PROBLEM TO WORK ON. Output, please, every line from the line that holds "Q: What region of the above picture does the rear hatch" to the end, exactly as written.

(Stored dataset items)

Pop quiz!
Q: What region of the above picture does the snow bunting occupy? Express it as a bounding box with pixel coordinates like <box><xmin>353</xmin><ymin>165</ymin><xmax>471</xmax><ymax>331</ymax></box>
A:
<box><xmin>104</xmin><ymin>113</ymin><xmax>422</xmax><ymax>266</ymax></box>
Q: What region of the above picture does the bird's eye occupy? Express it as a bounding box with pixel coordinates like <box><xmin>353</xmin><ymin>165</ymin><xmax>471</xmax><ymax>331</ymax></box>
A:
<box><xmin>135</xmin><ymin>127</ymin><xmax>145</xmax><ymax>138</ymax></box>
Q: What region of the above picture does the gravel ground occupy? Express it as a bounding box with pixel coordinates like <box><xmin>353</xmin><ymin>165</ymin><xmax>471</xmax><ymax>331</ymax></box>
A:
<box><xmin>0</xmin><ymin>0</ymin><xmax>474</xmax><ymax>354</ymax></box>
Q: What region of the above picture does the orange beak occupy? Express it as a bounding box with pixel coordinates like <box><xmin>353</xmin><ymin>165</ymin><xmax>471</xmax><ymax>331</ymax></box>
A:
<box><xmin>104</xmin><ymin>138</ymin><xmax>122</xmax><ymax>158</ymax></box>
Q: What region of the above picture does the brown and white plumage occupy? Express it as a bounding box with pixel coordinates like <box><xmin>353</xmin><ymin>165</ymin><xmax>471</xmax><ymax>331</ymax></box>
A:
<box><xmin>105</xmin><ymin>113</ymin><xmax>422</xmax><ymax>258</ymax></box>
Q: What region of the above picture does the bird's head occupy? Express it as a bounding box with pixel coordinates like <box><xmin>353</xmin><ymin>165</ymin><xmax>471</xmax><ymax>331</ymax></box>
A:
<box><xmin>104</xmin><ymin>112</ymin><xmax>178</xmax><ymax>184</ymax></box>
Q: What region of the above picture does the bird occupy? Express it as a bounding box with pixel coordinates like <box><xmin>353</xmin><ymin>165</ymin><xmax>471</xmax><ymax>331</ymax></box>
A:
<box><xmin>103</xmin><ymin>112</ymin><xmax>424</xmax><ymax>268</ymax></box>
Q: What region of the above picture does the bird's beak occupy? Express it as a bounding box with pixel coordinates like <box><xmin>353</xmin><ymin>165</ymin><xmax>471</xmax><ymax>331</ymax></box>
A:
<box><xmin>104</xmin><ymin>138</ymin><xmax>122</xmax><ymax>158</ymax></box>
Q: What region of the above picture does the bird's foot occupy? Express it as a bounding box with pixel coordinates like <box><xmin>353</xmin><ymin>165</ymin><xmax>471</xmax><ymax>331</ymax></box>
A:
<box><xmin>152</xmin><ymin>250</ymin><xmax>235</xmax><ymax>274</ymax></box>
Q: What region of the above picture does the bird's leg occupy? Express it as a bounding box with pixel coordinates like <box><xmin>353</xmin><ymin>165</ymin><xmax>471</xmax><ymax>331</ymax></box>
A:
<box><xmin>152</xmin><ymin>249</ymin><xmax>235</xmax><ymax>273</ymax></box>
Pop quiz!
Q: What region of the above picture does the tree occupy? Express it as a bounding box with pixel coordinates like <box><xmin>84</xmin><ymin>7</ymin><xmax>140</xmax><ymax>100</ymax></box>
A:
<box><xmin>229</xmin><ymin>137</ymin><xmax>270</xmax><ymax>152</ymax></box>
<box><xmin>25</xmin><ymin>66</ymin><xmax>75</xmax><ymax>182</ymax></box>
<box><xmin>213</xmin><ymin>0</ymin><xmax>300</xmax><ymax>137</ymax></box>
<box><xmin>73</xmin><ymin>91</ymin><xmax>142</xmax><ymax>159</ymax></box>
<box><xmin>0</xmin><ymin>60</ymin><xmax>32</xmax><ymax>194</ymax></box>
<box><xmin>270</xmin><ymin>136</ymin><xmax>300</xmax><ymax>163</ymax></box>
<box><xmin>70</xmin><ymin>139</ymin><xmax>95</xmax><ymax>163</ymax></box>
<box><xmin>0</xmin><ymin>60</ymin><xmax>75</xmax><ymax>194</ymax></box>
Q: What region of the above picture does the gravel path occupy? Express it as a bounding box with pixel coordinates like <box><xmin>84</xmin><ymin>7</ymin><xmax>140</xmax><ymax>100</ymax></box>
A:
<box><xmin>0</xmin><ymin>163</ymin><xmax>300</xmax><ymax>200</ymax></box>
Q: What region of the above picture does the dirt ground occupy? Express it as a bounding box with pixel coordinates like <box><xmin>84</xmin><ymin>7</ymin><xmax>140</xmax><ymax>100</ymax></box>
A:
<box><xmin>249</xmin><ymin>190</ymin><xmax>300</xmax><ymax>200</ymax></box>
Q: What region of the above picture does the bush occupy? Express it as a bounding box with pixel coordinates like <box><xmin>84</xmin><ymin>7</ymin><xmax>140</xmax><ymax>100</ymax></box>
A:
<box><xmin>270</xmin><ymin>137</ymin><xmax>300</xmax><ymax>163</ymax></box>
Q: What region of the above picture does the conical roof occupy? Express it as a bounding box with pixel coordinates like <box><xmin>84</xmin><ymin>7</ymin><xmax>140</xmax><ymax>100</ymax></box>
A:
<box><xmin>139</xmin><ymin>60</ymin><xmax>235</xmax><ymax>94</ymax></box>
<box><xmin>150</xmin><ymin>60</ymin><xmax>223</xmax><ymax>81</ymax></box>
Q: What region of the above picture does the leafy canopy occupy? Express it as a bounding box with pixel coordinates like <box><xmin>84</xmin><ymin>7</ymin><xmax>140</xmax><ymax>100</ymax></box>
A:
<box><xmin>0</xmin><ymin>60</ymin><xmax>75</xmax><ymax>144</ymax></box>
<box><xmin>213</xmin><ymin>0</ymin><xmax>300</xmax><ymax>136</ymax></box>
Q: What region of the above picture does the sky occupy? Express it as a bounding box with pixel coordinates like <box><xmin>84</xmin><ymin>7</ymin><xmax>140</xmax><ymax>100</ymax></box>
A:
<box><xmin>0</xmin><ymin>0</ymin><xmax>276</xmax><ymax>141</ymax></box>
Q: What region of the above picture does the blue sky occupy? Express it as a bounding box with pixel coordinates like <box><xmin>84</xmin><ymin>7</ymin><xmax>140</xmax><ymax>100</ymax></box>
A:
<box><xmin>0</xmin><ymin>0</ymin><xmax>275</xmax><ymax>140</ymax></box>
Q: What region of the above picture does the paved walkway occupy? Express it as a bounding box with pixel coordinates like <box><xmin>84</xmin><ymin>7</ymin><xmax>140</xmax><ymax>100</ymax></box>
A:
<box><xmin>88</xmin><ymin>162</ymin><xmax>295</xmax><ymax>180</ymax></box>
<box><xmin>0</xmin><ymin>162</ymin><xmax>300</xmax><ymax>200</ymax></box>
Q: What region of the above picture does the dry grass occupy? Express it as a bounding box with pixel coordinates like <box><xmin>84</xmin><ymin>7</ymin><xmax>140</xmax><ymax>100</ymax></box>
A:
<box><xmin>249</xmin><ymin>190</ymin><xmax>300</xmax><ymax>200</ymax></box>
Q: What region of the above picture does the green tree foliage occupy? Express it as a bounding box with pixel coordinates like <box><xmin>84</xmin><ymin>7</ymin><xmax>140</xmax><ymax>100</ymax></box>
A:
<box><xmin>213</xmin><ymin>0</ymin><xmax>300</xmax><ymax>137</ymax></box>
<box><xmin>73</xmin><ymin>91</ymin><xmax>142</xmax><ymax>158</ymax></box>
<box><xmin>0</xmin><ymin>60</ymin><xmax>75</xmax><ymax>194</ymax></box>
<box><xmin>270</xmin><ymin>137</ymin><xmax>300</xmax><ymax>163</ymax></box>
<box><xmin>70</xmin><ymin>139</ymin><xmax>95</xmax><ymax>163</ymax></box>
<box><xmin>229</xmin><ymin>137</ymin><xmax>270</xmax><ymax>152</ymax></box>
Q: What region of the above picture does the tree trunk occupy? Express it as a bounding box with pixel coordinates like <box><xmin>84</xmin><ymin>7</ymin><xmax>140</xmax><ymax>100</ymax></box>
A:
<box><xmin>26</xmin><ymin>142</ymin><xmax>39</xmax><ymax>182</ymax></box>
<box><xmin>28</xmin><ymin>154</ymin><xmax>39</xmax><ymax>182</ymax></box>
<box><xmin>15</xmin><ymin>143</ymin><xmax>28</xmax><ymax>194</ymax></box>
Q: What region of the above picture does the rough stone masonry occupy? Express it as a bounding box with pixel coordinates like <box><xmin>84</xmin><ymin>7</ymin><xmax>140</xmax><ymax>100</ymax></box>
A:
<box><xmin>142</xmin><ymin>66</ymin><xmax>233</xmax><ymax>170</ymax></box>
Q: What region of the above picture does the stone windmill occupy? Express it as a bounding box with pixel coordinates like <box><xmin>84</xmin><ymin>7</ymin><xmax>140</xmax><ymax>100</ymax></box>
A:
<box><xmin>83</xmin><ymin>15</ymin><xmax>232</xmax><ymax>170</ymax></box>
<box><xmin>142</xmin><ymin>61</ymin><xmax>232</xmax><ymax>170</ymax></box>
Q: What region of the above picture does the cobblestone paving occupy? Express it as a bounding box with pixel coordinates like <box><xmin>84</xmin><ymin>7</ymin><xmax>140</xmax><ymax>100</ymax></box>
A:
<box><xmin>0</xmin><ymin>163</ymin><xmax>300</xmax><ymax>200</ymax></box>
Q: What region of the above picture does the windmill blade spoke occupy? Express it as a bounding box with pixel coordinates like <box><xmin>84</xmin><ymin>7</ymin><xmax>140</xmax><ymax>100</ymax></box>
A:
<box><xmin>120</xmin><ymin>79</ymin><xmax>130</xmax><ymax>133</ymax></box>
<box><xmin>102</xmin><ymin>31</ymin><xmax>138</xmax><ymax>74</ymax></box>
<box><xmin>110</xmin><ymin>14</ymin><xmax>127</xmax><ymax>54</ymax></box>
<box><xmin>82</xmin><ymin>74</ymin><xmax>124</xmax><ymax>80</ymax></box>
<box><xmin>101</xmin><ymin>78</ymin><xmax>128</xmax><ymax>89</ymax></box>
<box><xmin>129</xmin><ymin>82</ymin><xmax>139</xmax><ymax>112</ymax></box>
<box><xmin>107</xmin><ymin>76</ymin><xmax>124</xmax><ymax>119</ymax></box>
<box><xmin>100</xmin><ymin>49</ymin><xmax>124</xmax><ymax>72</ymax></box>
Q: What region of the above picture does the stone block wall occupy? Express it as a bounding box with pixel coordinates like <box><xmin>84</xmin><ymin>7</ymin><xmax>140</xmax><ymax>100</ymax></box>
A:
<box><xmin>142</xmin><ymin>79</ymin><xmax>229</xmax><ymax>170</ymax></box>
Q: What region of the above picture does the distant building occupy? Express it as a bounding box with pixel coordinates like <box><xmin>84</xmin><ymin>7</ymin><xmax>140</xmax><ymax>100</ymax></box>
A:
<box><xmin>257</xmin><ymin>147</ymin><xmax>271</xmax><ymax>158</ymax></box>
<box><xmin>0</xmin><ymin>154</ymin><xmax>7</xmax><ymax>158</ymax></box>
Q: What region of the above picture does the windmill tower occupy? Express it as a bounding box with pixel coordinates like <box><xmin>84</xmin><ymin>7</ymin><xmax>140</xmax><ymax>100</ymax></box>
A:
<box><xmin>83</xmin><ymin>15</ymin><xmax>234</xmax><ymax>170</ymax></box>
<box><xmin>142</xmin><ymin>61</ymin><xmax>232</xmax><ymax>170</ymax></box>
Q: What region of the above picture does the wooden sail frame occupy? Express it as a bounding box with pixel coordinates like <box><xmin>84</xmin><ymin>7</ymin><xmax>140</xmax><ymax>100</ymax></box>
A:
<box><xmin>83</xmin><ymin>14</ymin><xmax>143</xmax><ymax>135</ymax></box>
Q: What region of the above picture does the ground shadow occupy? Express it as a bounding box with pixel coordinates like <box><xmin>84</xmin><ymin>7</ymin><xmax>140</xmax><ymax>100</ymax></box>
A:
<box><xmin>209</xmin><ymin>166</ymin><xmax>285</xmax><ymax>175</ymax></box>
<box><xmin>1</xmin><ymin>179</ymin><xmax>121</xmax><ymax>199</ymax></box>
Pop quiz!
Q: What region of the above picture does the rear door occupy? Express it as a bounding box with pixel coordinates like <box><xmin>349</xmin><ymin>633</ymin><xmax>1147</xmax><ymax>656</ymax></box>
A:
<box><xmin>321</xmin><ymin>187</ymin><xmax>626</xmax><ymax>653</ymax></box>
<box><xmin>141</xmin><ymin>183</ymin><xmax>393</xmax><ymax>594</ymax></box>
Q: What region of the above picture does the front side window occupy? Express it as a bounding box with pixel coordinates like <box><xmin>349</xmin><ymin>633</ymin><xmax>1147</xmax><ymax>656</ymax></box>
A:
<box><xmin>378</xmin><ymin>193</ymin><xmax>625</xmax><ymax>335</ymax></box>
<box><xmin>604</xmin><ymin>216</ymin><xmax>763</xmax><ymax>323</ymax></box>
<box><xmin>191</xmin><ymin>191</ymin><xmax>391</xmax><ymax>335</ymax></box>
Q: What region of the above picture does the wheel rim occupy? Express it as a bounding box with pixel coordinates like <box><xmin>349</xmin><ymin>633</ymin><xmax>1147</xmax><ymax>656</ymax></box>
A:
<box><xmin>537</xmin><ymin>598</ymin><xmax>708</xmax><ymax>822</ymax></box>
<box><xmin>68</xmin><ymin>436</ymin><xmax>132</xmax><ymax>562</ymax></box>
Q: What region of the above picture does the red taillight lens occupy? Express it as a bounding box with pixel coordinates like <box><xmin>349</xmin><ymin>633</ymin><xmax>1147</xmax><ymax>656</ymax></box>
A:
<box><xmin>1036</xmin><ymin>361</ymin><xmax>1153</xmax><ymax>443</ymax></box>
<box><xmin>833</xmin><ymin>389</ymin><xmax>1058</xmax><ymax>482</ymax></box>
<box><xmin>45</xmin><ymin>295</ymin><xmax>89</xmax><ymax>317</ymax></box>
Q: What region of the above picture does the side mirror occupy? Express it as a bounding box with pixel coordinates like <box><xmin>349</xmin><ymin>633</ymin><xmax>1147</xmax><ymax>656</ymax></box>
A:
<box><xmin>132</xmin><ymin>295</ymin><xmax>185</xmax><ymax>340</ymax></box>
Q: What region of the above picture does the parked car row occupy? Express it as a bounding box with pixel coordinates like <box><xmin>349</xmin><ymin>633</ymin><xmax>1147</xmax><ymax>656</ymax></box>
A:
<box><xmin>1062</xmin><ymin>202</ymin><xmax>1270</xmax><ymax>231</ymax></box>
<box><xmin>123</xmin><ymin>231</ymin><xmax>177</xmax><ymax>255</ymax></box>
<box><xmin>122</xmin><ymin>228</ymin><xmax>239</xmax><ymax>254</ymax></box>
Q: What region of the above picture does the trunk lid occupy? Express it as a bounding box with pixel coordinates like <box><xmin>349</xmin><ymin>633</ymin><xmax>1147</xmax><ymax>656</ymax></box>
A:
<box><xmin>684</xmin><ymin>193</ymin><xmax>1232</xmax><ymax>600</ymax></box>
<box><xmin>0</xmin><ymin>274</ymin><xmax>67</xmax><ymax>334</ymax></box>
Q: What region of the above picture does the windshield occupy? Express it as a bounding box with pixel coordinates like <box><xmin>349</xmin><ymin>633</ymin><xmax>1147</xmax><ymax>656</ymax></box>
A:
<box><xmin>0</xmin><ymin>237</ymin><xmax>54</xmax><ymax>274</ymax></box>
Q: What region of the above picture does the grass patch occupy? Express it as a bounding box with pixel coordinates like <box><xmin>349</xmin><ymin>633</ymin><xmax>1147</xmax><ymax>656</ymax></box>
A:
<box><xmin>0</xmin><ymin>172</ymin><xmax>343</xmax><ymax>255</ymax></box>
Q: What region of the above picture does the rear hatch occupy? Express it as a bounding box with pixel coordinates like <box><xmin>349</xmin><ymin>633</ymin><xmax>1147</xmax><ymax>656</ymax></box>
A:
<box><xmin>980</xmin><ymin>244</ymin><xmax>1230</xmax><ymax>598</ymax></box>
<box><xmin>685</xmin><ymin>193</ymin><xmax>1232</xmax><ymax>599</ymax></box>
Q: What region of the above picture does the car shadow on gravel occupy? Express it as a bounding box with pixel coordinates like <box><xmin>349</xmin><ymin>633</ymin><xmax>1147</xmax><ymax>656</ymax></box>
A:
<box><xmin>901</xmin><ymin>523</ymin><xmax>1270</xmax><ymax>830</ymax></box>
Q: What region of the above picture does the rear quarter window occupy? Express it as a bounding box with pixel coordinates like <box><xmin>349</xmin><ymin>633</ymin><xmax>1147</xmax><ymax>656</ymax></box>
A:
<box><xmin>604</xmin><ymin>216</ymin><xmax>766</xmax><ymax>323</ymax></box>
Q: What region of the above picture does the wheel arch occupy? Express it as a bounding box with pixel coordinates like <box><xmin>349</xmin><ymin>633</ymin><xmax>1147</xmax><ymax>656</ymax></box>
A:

WRITTEN RESPONSE.
Q: What region of the above picture does the rear hatch occupy? Express it as a bounding box with pixel coordinates like <box><xmin>349</xmin><ymin>633</ymin><xmax>1147</xmax><ymax>656</ymax></box>
A:
<box><xmin>980</xmin><ymin>244</ymin><xmax>1230</xmax><ymax>598</ymax></box>
<box><xmin>685</xmin><ymin>193</ymin><xmax>1232</xmax><ymax>599</ymax></box>
Q: What region of the above picture does the car shadow on gravel occupy? Express it as a bounding box with pixel coordinates like <box><xmin>349</xmin><ymin>633</ymin><xmax>1147</xmax><ymax>656</ymax></box>
A:
<box><xmin>901</xmin><ymin>523</ymin><xmax>1270</xmax><ymax>830</ymax></box>
Q: What region of the above picture does the rear quarter window occupy? Express it as a bounding box with pixel coordinates like <box><xmin>349</xmin><ymin>633</ymin><xmax>1147</xmax><ymax>656</ymax></box>
A:
<box><xmin>604</xmin><ymin>216</ymin><xmax>766</xmax><ymax>323</ymax></box>
Q: What region of the above picture does the wheel arch occupy? Express it as a bounding box with pixel coordinates like <box><xmin>349</xmin><ymin>633</ymin><xmax>1147</xmax><ymax>656</ymax></box>
A:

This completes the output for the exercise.